— Task —
Return every item below verbatim, line for line, with no changes.
^^^^
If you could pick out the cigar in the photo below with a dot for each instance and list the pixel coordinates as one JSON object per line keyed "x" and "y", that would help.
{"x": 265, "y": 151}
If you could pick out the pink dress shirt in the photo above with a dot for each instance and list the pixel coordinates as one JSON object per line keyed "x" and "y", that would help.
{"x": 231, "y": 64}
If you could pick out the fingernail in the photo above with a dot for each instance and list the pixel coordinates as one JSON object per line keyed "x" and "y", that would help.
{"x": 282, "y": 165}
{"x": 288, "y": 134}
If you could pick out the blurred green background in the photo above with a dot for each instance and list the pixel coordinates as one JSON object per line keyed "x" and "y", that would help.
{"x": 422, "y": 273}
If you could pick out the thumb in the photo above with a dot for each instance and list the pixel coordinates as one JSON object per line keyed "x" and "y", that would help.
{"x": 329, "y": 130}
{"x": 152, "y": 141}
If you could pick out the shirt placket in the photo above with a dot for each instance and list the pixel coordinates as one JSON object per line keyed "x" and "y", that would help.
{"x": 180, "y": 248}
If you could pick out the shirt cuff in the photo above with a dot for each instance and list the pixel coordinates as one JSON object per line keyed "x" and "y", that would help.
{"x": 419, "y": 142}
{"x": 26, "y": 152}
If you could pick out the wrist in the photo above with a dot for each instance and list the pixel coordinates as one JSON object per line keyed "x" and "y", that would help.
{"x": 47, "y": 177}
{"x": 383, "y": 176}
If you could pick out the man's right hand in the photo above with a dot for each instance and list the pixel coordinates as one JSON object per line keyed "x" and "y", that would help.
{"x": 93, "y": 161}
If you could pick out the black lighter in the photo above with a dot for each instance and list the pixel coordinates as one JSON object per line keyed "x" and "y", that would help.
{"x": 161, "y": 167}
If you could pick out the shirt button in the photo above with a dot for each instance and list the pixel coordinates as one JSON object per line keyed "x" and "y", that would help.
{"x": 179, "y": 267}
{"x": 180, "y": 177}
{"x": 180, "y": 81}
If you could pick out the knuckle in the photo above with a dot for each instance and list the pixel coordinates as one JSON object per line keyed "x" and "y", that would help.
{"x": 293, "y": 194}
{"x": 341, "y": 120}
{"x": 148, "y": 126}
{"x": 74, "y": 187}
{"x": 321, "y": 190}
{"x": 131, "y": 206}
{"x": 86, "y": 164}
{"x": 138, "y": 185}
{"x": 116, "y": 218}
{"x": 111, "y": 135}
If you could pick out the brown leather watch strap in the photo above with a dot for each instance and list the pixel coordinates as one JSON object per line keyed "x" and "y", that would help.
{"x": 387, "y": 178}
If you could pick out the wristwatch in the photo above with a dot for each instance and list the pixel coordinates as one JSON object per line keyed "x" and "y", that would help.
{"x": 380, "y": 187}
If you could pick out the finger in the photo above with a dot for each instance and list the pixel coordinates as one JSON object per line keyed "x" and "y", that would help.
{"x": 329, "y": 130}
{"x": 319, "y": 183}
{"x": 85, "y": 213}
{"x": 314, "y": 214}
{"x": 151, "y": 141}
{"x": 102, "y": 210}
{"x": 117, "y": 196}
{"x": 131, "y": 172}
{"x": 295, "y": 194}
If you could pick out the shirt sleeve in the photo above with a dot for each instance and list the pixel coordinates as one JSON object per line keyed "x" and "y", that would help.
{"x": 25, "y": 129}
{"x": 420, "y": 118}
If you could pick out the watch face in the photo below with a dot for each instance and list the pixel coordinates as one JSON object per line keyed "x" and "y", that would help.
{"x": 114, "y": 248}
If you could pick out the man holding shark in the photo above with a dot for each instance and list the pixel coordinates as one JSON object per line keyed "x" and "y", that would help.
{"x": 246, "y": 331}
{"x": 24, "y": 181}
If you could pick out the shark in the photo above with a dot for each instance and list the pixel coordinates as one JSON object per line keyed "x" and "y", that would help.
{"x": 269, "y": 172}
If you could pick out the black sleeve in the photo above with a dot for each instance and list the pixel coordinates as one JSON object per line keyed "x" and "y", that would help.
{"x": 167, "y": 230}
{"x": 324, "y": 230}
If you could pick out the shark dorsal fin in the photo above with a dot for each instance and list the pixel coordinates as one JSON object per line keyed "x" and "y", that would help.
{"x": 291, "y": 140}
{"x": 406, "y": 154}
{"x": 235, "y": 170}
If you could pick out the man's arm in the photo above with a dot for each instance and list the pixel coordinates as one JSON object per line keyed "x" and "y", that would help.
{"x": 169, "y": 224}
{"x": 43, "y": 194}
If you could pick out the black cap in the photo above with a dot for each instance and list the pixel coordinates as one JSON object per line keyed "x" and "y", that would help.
^^^^
— Output for this exercise —
If you could pick out the cigar in the photo below with a dot for each instance and list the pixel coordinates as one JSON object per line keyed "x" and "y", that would help.
{"x": 265, "y": 151}
If you could pick out the pink dress shirt in the photo above with a dot for each instance and list the pixel coordinates as one JSON object per line keyed "x" and "y", that would help.
{"x": 231, "y": 64}
If you could pick out the fingernail in the photo above with a dot for each instance and list the pixel coordinates as one JSON object per line keyed "x" and "y", that would help.
{"x": 282, "y": 165}
{"x": 288, "y": 134}
If you could pick out the blurred green background in the photo above with a dot for each instance and list the pixel coordinates as one JSON object per line keyed "x" and "y", that would help.
{"x": 422, "y": 273}
If you could pick out the thumb in the photo above with a dot for each instance and list the pixel coordinates as one JSON object per line keyed "x" and "y", that would help.
{"x": 329, "y": 130}
{"x": 152, "y": 141}
If you could pick out the shirt placket in the photo above with a dot for each instance and list the pixel coordinates as one JSON object per line keyed "x" and "y", that would help.
{"x": 180, "y": 248}
If you could pick out the shirt cuff in the photo above with a dot for each instance and list the pixel coordinates as one JSON object per line keyed "x" and "y", that would help.
{"x": 419, "y": 142}
{"x": 26, "y": 152}
If you could pick out the wrist in the photo above with a dot for each instance and list the pixel coordinates as one JSON object per line keyed "x" and "y", that would help.
{"x": 47, "y": 177}
{"x": 383, "y": 176}
If you could pick out the man's right hand in the photo above with a dot for each instance and list the pixel coordinates as one JSON object per line keyed "x" and "y", that would help.
{"x": 93, "y": 161}
If you could pick out the black lighter in the photo above with a dot for each instance and list the pixel coordinates as one JSON object per line keyed "x" and "y", that would help.
{"x": 161, "y": 167}
If you could pick out the shirt button in the photo above with a dot for each instance and list the pixel coordinates as one JSON object per line keyed "x" and "y", that would help.
{"x": 179, "y": 267}
{"x": 180, "y": 177}
{"x": 180, "y": 81}
If you could pick out the knuckle in the photo above with a dot for each instance and list the pixel coordinates as one JSON object per line keyed "x" and "y", that would help.
{"x": 293, "y": 194}
{"x": 341, "y": 120}
{"x": 148, "y": 126}
{"x": 74, "y": 187}
{"x": 321, "y": 190}
{"x": 131, "y": 206}
{"x": 86, "y": 164}
{"x": 138, "y": 185}
{"x": 116, "y": 218}
{"x": 111, "y": 135}
If you could pick out the brown leather watch strap in the photo above with a dot for each instance and list the pixel coordinates as one JSON object per line keyed "x" and "y", that would help.
{"x": 387, "y": 178}
If you could pick out the wristwatch in the photo above with a dot for each instance and list the pixel coordinates as one JSON object per line keyed "x" and "y", that would help.
{"x": 380, "y": 187}
If you could pick out the finger in the photo above with a dot for each instance and list the pixel coordinates as one JSON object per line keyed "x" and "y", that would help.
{"x": 329, "y": 130}
{"x": 319, "y": 183}
{"x": 85, "y": 213}
{"x": 314, "y": 214}
{"x": 151, "y": 141}
{"x": 102, "y": 210}
{"x": 117, "y": 196}
{"x": 131, "y": 172}
{"x": 295, "y": 194}
If you could pick out the shirt sleeve in the photo above with a dot for each instance and list the pixel coordinates as one JSON object per line keyed "x" and "y", that would help.
{"x": 25, "y": 129}
{"x": 420, "y": 118}
If you could pick out the watch face in the photo below with a dot for each instance and list the pixel coordinates as one JSON object per line keyed "x" and "y", that would help.
{"x": 114, "y": 248}
If you could pick out the man holding shark in the photo above with a dot for each instance and list the pixel coordinates as one JSON object per line keyed "x" and "y", that would help.
{"x": 246, "y": 331}
{"x": 24, "y": 181}
If you could pick out the shark in the photo above with a dot for each instance and list the pixel coordinates as one JSON object per line keyed "x" and "y", that would help.
{"x": 269, "y": 172}
If you could pick out the black sleeve in the photo above with a dot for each instance and list the pixel coordinates as one JSON object per line keyed "x" and "y", that would help.
{"x": 167, "y": 230}
{"x": 324, "y": 230}
If you could pick out the shark dorsal fin in the photo above with a dot for each instance and list the pixel coordinates as one JSON object per line keyed "x" and "y", that would help.
{"x": 291, "y": 140}
{"x": 406, "y": 154}
{"x": 235, "y": 170}
If you could pick out the man's arm in the photo above with a dot for each instance and list the pixel coordinates as one JSON object per line keyed "x" and "y", that would help.
{"x": 169, "y": 224}
{"x": 43, "y": 194}
If you could pick out the black cap in the photo above with a dot for each instance and list the pixel coordinates as one JSON object per line keyed "x" and "y", that would help.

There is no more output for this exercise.